## [SET PROBLEM]
Count the lines below that contain the word "fence" and reply with the number only.

======== DATA PROVIDED

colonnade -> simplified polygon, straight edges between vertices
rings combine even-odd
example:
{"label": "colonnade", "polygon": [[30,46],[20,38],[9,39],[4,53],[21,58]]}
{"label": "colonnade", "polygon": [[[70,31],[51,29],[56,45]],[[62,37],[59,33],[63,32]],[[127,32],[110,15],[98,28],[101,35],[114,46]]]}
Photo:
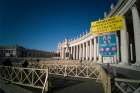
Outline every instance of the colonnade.
{"label": "colonnade", "polygon": [[[135,4],[129,8],[129,11],[132,13],[132,24],[133,30],[134,30],[134,42],[135,42],[135,54],[136,54],[136,64],[140,65],[140,15],[138,11],[138,6]],[[121,11],[121,10],[120,10]],[[126,13],[126,12],[125,12]],[[125,15],[125,13],[117,14],[117,15]],[[115,16],[115,15],[114,15]],[[120,52],[117,54],[118,61],[121,61],[124,64],[129,63],[129,55],[133,56],[132,51],[129,51],[129,34],[127,31],[127,25],[126,25],[126,18],[124,18],[123,21],[123,29],[120,31],[120,43],[117,40],[118,48],[117,52]],[[85,37],[84,40],[80,41],[80,38],[78,39],[78,43],[71,43],[68,46],[61,48],[61,58],[66,59],[66,53],[69,52],[69,56],[73,60],[94,60],[97,61],[100,57],[99,54],[99,44],[97,42],[97,38],[93,36],[93,38],[90,38],[90,36]],[[76,41],[76,40],[75,40]],[[84,42],[83,42],[84,41]],[[68,42],[69,43],[69,42]],[[63,45],[61,45],[63,46]],[[68,49],[68,51],[66,51]],[[120,51],[119,51],[120,50]],[[129,54],[130,53],[130,54]],[[120,55],[121,54],[121,55]],[[121,60],[119,60],[119,58]]]}

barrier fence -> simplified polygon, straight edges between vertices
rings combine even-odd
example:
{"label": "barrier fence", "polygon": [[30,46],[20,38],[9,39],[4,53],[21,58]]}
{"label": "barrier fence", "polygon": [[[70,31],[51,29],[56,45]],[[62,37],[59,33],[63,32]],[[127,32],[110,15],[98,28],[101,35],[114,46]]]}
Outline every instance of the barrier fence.
{"label": "barrier fence", "polygon": [[[104,88],[104,93],[140,93],[140,80],[117,78],[109,73],[109,71],[106,71],[101,65],[95,63],[84,64],[76,62],[74,64],[74,62],[59,61],[30,64],[29,67],[39,69],[0,67],[1,77],[17,84],[44,89],[46,84],[48,84],[46,83],[48,82],[48,74],[53,74],[64,77],[69,76],[98,80]],[[46,74],[46,79],[44,79],[43,73]]]}
{"label": "barrier fence", "polygon": [[11,83],[42,89],[48,89],[48,69],[0,66],[0,78]]}

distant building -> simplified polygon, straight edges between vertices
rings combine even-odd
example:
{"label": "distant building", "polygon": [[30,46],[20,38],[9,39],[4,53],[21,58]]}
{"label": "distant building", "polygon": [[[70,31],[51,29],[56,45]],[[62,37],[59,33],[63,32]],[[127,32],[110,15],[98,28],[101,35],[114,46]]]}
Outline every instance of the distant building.
{"label": "distant building", "polygon": [[36,49],[24,48],[22,46],[0,46],[0,57],[56,57],[57,53]]}
{"label": "distant building", "polygon": [[[99,36],[84,33],[76,39],[66,39],[58,44],[61,59],[93,60],[100,63],[121,63],[140,66],[140,0],[118,0],[104,17],[123,16],[123,29],[116,34],[117,53],[103,56]],[[109,33],[111,34],[111,33]],[[113,50],[114,48],[112,48]],[[107,48],[106,50],[107,51]]]}
{"label": "distant building", "polygon": [[24,57],[25,48],[18,45],[0,46],[0,57]]}

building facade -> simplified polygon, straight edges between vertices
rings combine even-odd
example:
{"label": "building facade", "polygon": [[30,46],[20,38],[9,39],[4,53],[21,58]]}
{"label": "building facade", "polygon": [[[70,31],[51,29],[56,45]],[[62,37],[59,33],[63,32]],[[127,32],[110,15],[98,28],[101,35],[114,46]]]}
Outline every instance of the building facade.
{"label": "building facade", "polygon": [[0,46],[0,57],[24,57],[25,55],[25,48],[22,46]]}
{"label": "building facade", "polygon": [[[140,65],[140,1],[119,0],[104,18],[124,16],[123,29],[115,32],[117,53],[111,57],[103,57],[99,52],[99,37],[90,33],[80,35],[74,40],[65,39],[58,44],[58,52],[62,59],[93,60],[101,63],[122,63]],[[89,31],[90,32],[90,31]]]}

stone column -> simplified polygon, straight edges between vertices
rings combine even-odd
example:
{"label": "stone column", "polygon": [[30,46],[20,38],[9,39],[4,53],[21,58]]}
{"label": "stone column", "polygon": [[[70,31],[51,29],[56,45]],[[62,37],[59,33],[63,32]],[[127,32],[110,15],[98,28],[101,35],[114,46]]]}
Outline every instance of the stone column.
{"label": "stone column", "polygon": [[88,60],[88,42],[86,42],[86,60]]}
{"label": "stone column", "polygon": [[135,38],[136,65],[140,66],[140,15],[136,5],[132,7],[132,18]]}
{"label": "stone column", "polygon": [[78,45],[76,46],[76,60],[78,60],[78,54],[79,54],[79,49],[78,49]]}
{"label": "stone column", "polygon": [[96,37],[94,37],[94,61],[97,61],[97,42],[96,42]]}
{"label": "stone column", "polygon": [[123,19],[123,29],[121,30],[121,62],[128,64],[128,33],[125,18]]}
{"label": "stone column", "polygon": [[79,57],[78,59],[80,60],[81,59],[81,45],[78,45],[79,46]]}
{"label": "stone column", "polygon": [[75,46],[73,46],[73,59],[75,60]]}
{"label": "stone column", "polygon": [[92,44],[92,39],[90,40],[90,60],[92,60],[93,57],[93,44]]}
{"label": "stone column", "polygon": [[70,48],[71,50],[70,50],[70,59],[72,58],[72,55],[73,55],[73,53],[72,53],[72,47]]}

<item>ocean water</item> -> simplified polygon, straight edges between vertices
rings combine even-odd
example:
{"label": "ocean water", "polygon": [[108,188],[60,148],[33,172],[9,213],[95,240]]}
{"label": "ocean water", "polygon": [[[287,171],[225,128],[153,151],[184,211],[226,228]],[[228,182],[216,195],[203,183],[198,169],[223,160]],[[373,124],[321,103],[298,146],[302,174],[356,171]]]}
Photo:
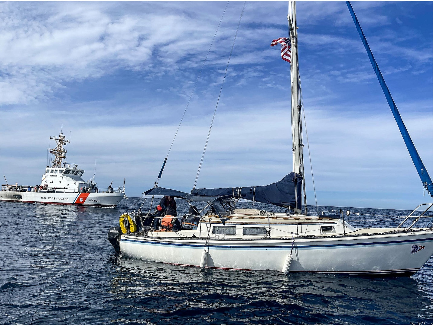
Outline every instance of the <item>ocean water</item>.
{"label": "ocean water", "polygon": [[[116,254],[108,229],[142,201],[116,208],[0,202],[0,324],[433,323],[433,259],[410,278],[372,279],[202,270]],[[357,227],[396,226],[410,213],[310,208],[350,209],[346,220]]]}

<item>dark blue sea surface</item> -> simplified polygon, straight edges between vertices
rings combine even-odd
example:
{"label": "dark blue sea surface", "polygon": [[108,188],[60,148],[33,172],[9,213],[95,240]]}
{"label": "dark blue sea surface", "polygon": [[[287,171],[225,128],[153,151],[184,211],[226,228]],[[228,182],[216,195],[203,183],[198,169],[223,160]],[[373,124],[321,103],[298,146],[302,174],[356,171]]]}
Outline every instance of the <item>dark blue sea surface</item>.
{"label": "dark blue sea surface", "polygon": [[[371,279],[202,270],[116,254],[108,229],[142,201],[124,199],[116,208],[0,202],[0,324],[433,323],[432,258],[410,278]],[[177,201],[178,212],[186,213]],[[410,212],[333,209],[340,208],[352,211],[346,220],[356,227],[396,226]]]}

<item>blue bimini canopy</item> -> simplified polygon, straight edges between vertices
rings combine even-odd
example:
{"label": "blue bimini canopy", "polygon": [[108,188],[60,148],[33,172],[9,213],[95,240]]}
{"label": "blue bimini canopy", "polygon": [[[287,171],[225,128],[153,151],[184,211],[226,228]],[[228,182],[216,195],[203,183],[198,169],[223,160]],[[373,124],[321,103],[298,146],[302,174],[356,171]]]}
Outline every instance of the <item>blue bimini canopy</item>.
{"label": "blue bimini canopy", "polygon": [[302,177],[294,172],[292,172],[278,182],[268,185],[230,188],[200,188],[193,189],[191,191],[191,193],[199,196],[228,196],[232,198],[243,198],[282,207],[301,209],[302,183]]}
{"label": "blue bimini canopy", "polygon": [[[174,190],[168,188],[162,188],[160,187],[155,187],[155,188],[149,189],[143,193],[146,196],[170,196],[172,197],[176,198],[182,198],[184,199],[187,199],[191,201],[202,201],[207,203],[211,203],[215,201],[217,199],[219,199],[222,197],[223,199],[224,197],[221,196],[215,197],[204,197],[203,196],[196,196],[187,192],[184,192],[178,190]],[[228,198],[229,196],[226,196],[225,198]]]}

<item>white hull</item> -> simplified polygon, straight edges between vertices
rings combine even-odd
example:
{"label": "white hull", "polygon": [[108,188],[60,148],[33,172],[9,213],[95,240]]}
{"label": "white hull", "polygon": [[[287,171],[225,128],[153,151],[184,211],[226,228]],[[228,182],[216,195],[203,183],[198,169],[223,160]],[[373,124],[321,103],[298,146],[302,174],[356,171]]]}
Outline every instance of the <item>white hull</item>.
{"label": "white hull", "polygon": [[59,205],[115,206],[123,198],[123,192],[30,192],[0,191],[0,200]]}
{"label": "white hull", "polygon": [[[207,244],[206,238],[129,234],[121,236],[120,249],[136,258],[199,266],[206,244],[206,267],[282,271],[291,253],[292,241],[291,237],[211,239]],[[413,252],[413,246],[417,246],[417,251]],[[410,275],[432,254],[431,229],[388,234],[295,237],[288,272]]]}

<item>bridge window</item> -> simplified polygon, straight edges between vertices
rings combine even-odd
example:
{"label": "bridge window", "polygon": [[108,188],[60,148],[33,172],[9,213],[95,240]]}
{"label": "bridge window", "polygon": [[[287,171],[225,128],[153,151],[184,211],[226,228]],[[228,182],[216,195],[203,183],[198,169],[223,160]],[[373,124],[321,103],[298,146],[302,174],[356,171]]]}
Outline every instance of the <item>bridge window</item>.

================

## [WRITTEN SOLUTION]
6